AVAILABLE DATA:
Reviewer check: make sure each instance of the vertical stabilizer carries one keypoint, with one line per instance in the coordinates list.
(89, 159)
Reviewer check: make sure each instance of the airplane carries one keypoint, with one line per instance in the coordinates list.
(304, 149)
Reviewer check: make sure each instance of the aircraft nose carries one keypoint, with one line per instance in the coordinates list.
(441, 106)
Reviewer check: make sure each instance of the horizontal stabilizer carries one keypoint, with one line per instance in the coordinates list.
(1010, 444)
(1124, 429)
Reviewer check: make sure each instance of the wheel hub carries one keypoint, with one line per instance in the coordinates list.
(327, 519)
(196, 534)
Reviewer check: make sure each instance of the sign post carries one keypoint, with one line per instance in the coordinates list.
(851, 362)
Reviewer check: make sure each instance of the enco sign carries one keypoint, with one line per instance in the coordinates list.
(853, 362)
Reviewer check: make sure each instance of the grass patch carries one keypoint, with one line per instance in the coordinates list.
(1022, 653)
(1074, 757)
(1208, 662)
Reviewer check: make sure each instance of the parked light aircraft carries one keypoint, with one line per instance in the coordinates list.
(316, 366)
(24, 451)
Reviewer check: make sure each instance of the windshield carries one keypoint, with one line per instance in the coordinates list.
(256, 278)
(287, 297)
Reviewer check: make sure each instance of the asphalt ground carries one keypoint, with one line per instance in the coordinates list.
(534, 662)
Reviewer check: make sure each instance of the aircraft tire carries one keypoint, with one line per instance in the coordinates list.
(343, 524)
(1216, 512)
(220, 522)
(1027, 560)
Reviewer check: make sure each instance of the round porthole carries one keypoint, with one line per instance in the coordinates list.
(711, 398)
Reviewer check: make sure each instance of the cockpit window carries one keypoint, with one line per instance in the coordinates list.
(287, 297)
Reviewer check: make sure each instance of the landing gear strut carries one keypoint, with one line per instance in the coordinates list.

REQUIRED WORK: Reproduce the whole listing verbatim.

RESULT:
Reviewer check: make sure each instance of the vertical stabilizer carries one keypoint, with one line per instance in the coordinates list.
(89, 159)
Reviewer check: make sure each instance of the airplane carries one keypoint, with one line per instance in the coordinates list.
(304, 149)
Reviewer check: make sure each instance of the aircraft nose carries one keypoint, with one line per instance in the coordinates list.
(441, 106)
Reviewer check: make sure each instance of the horizontal stabilizer carries one keypoint, with one line per instance in the coordinates list.
(1010, 444)
(1124, 429)
Reviewer check: make sure each instance of the wheel hub carries one keypoint, with one line per instance in the coordinates list.
(327, 519)
(196, 534)
Reviewer check: make sure each instance of the sign post carries one keypoint, with one line per instance in the coordinates list.
(851, 362)
Reviewer check: make sure each instance of the enco sign carries one keypoint, with one line per instance in the coordinates list.
(853, 362)
Reviewer check: make sure each instance of the grass patch carries one keypoint, with one line per instance in the coordinates list.
(1022, 653)
(1074, 757)
(1208, 662)
Reviewer check: make sure each instance of the parked light aircraft carries one keypoint, with one line per instance in the coordinates list.
(316, 366)
(24, 451)
Reviewer check: make sure each instance of the windshield carries one keypoint, with one line per instance in the coordinates list.
(256, 278)
(287, 297)
Reviewer check: make sure each instance of the asphalt ground carries one keypoint, with one line per instance in the coordinates list.
(534, 662)
Reviewer check: make sure each instance of the aircraft tire carries one keypoint, with one line per instance in the coordinates list.
(343, 524)
(1216, 512)
(220, 522)
(1027, 560)
Reviewer check: make sure each instance of the round porthole carries one keypoint, with one line per instance in the coordinates list.
(711, 398)
Reviewer check: make sure each instance of the cockpit window carries one keypoint, with one line per instance in the coordinates list.
(287, 297)
Reviewer check: make sure each instance of the landing gear strut carries one keypoint, with one line per instance in the coordinates list.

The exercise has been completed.